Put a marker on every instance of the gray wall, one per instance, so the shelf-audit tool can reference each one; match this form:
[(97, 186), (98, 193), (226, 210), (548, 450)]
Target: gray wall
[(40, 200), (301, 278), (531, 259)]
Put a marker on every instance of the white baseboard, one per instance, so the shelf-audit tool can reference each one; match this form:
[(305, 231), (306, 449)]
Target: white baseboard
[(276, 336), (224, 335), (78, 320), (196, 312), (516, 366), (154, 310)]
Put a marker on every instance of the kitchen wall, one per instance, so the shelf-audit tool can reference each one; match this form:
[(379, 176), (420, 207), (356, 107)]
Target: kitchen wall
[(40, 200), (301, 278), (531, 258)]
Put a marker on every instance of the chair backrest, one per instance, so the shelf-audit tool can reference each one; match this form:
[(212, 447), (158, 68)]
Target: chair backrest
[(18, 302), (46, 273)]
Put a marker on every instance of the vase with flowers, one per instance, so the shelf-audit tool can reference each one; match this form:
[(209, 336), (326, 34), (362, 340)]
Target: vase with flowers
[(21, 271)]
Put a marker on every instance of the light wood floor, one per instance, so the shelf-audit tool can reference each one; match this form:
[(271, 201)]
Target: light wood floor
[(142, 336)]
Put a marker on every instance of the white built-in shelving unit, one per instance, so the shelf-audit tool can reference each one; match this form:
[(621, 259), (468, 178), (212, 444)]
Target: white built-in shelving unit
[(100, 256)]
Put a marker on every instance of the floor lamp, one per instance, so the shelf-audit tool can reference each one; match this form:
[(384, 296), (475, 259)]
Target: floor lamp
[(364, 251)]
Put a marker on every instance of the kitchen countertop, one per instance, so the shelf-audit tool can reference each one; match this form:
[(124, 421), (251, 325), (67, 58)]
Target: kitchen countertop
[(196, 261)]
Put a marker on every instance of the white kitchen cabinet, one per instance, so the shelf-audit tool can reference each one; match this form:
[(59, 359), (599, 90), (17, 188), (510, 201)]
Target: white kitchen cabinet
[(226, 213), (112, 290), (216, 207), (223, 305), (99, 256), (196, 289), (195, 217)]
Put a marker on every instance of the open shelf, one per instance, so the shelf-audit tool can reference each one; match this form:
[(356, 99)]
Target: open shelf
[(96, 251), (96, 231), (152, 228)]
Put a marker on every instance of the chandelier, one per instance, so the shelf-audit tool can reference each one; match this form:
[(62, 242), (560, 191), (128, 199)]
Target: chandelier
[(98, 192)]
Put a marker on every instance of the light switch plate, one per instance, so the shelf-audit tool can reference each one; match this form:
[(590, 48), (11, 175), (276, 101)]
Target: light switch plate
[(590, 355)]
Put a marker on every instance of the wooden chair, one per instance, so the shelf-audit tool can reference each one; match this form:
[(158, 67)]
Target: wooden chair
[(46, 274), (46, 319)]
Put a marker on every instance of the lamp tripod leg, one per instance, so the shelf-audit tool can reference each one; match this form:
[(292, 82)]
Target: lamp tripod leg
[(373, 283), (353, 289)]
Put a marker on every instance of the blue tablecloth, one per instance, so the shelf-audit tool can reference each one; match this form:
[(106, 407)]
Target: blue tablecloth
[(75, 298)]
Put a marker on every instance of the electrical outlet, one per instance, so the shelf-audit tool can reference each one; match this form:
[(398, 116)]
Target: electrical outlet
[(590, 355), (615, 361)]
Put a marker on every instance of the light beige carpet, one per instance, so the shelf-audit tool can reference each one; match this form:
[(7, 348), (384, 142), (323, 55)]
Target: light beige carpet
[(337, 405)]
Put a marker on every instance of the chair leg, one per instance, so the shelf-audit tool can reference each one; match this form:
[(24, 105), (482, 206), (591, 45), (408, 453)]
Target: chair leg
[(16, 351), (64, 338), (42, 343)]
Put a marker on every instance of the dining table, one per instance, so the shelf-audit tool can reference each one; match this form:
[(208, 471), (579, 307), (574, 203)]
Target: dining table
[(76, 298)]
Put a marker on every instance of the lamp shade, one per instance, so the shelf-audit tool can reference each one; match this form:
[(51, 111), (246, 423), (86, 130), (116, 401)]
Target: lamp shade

- [Task requirements]: Turn all the lines above into a numbered list, leaving out any blank lines.

- [Reply]:
1. Put a marker on every instance of the gray wall, one per instance, so the shelf-audit tool can reference each one; match this form:
2. [(97, 186), (98, 193), (226, 210), (548, 450)]
3. Target: gray wall
4. [(40, 200), (301, 278), (531, 259)]
5. Put a marker on every instance of the white baseboard, one per instance, so the shelf-audit tool can reference each one; match this form:
6. [(305, 231), (306, 449)]
7. Target: white baseboard
8. [(276, 336), (224, 335), (78, 320), (196, 312), (516, 366), (154, 310)]
9. Put a marker on every instance of the kitchen wall, one per instance, so the shelf-audit tool can reference each one; match this form:
10. [(379, 176), (420, 207), (356, 107)]
11. Target: kitchen wall
12. [(40, 200), (301, 278), (531, 258)]
13. Put a marker on every instance of the chair backrest, one per instance, so the shelf-audit tool can reference each one; match this form:
14. [(212, 447), (158, 68)]
15. Target: chair backrest
16. [(18, 302), (46, 273)]
17. Put a marker on every instance of the vase with flowers, one per instance, so the shelf-audit tool can reference each one; match this form:
18. [(209, 336), (326, 34), (362, 340)]
19. Target: vase with flowers
20. [(21, 271)]
21. Put a marker on every instance of the light wood floor, one per instance, so the shelf-audit tool can reference each one; match this form:
22. [(271, 201)]
23. Target: light wood floor
24. [(142, 336)]
25. Put a marker on every instance of the white built-in shelving unit, one per instance, so the shelf-audit tool can reference each one; match this form:
26. [(621, 259), (468, 178), (212, 444)]
27. Target: white built-in shelving unit
28. [(100, 256)]
29. Put a marker on every instance of the floor lamp, one per instance, so the shelf-audit tool can reference each one; match this form:
30. [(384, 296), (475, 259)]
31. Target: floor lamp
32. [(364, 251)]
33. Put a marker on every instance of the kitchen countertop, one per instance, so the shelf-audit tool can reference each one; match this form:
34. [(124, 421), (251, 325), (67, 58)]
35. Target: kitchen countertop
36. [(196, 261)]
37. Put a marker on every instance of the white kitchen cabinet, one per instance, so the shelf-audit tool can reference each one; match this form:
38. [(59, 359), (599, 90), (17, 188), (510, 201)]
39. Target: white kitchen cabinet
40. [(226, 213), (112, 290), (216, 207), (223, 305), (99, 256), (196, 289), (195, 217)]
41. Put a marker on every instance of the open shelf, one per instance, so the shelf-audit tool can reference each one; match this form:
42. [(356, 99)]
43. Target: open shelf
44. [(96, 251), (96, 231), (152, 228)]
45. Put a marker on every instance of the chandelier, one per instance, so the shelf-audit tool can reference each one; match this form:
46. [(62, 242), (560, 191), (128, 199)]
47. Target: chandelier
48. [(98, 192)]
49. Put a marker on every instance of the light switch plate, one per instance, so the shelf-audit tool can reference each one; match this form:
50. [(590, 48), (11, 175), (276, 101)]
51. Target: light switch plate
52. [(590, 355)]
53. Put a marker on every instance of the wooden chair, one per instance, so the shelf-audit tool can reference each one; match this form:
54. [(158, 67)]
55. Target: wooden chair
56. [(46, 274), (46, 319)]
57. Put a marker on every instance of the lamp tripod leg, one per instance, so the shelf-audit tool can reference each one; match this form:
58. [(292, 82)]
59. Target: lamp tripod leg
60. [(373, 283), (353, 289)]
61. Put a marker on every instance of the blue tablecloth, one per instance, so the shelf-audit tool can reference each one; match this form:
62. [(106, 407)]
63. Target: blue tablecloth
64. [(75, 298)]
65. Put a marker on every instance of the electrical outlet, one per instance, so the shelf-audit tool can reference each one; match this form:
66. [(398, 116)]
67. Target: electrical outlet
68. [(590, 355), (615, 361)]
69. Put a marker on every instance of the light beige carpet, one per instance, so the shelf-audit tool can reference each one; match this form:
70. [(7, 348), (384, 142), (323, 55)]
71. Target: light beige carpet
72. [(337, 405)]
73. Put a marker on every instance of the chair leg, one per instance, so the shelf-audit tool can reference each one; match this form:
74. [(24, 105), (482, 206), (591, 45), (408, 453)]
75. Target: chair leg
76. [(16, 351), (64, 338), (42, 343)]
77. Put a marker on every instance of the dining table, one per instance, so the shelf-audit tool can reference each one; match this form:
78. [(208, 471), (579, 307), (574, 203)]
79. Target: dining table
80. [(76, 298)]
81. Put a marker on every instance of the lamp shade, one per instance, so the shelf-audit tool can reference each one; match this form:
82. [(51, 111), (246, 423), (86, 130), (116, 401)]
83. Target: lamp shade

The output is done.